REQUIRED TASK 1:
Return every line in the records that contains the word "beach".

EXTRACTED TEXT:
* start *
John Williams has a difficult task. The banker at Gleacher Shacklock was hired in January to sell John Charcol, one of the UK's most prominent mortgage brokers. Three months on, with banks and building societies in a race to withdraw from the market and house prices dropping rapidly, rumours are rampant that the company is having a hard time attracting interest at the £50m level pitched.
Chief executive, Ian Kennedy, declined to dispel the notion yesterday, but indicated that the process, one way or another, could be wrapped up soon. He said: "Over the next two months, we will either sell the business, and, if that doesn't happen, we'll look at restructuring the finances." He added: "Either way, this process is not market-driven."
Mr Williams's search for a buyer was not helped by the doubts expressed recently by KPMG, the firm's auditors, when it questioned the company's ability to function "as a going concern".
If a deal fails to materialise, it would be a blow for Jon Moulton, the head of the buyout group Alchemy Partners, who bought a 15 per cent stake in the company after it was sold by Bradford & Bingley. He was one of three directors – the others were John Garfield and Charles Wishart – who injected £1.5m to shore up the company's balance sheet at the end of last year.
The irony of such a situation would not be lost on the City, as Mr Moulton has been one of the most vociferous prophets of the slowdown now shuddering through the property market.
Yet he could have company. BC Partners agreed to pay £400m for Foxtons last May. There were whispers at the time that, by selling out, Jon Hunt, the founder of the infamously aggressive estate agency, was calling the top of the UK property market.
The deal came a month after the tussle for Countrywide, the estate agency that was ultimately won by Apollo, the US buyout group, which fought off a rival offer from 3i with an eye-watering £1bn final bid. It, like other buyouts that were done at the top of the property market, may yet turn out to have been a pyrrhic victory. The debt instruments that Apollo used to finance the deal are today trading well below the value at which they were sold due to concerns that, as the UK market declines, so will Countrywide's business, and it will thus be forced to turn to its American owner for support.
The concern is not surprising. The market today bears almost no resemblance to the one in which these heady deals were struck. Mortgages for new homes have fallen by 40 per cent in the past six months alone. Lenders that relied heavily on the wholesale credit markets – Northern Rock, for example – can't function today, while banks and building societies have been furiously yanking their most attractive deals.
* end *
DATA LISTING:
* start *
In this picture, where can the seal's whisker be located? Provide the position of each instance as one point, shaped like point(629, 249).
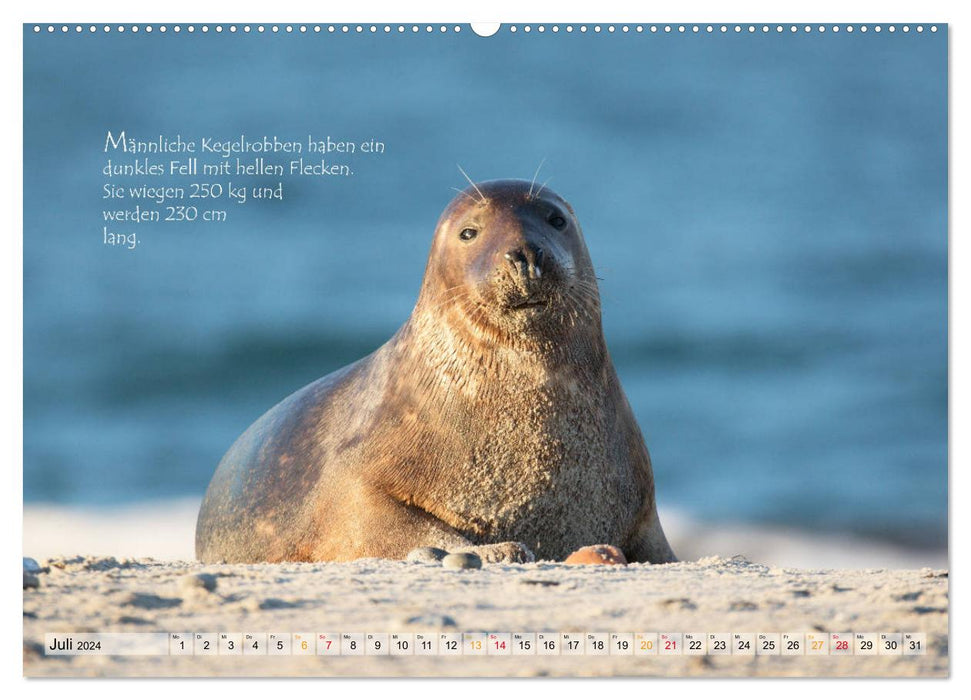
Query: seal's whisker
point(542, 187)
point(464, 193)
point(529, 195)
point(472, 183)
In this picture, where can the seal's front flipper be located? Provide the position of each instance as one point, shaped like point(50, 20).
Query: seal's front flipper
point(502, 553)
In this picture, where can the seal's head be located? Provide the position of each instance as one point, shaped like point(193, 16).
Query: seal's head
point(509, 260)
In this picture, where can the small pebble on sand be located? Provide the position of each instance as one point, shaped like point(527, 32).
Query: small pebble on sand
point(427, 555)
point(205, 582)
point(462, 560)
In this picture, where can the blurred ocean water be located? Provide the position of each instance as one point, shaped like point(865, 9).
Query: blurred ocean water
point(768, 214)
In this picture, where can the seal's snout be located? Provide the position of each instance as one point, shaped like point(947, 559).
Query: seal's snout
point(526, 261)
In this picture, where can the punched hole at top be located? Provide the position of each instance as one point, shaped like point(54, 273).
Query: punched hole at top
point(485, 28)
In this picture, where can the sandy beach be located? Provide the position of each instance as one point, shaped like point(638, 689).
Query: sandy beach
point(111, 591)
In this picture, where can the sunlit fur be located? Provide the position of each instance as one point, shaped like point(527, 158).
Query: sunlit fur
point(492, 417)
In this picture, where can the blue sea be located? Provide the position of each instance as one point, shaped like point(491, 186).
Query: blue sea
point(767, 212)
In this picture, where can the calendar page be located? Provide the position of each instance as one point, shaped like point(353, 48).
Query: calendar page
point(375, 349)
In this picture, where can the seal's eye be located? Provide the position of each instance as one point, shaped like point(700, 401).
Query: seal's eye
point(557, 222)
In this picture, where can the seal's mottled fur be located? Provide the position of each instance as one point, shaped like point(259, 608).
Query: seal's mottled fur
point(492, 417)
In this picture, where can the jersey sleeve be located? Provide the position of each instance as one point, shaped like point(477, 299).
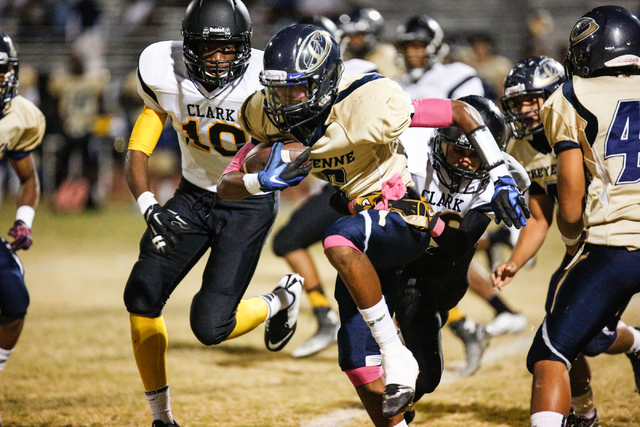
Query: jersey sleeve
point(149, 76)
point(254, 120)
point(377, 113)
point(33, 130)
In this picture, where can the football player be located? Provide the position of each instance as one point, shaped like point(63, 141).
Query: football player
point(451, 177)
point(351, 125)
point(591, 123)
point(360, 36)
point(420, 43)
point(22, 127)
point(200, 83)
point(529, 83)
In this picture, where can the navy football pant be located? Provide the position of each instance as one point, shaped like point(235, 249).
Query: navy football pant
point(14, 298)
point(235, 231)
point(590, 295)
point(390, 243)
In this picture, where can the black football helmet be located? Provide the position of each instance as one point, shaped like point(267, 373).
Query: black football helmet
* end *
REQUIRED TASK 2:
Copy everything in the mortgage-market article from "If a deal fails" down to "of last year.".

EXPECTED OUTPUT 1:
In this picture, where can the sandy beach be located? Provide the position of each instance as one point, shaped like point(638, 689).
Query: sandy beach

EXPECTED OUTPUT 2:
If a deal fails to materialise, it would be a blow for Jon Moulton, the head of the buyout group Alchemy Partners, who bought a 15 per cent stake in the company after it was sold by Bradford & Bingley. He was one of three directors – the others were John Garfield and Charles Wishart – who injected £1.5m to shore up the company's balance sheet at the end of last year.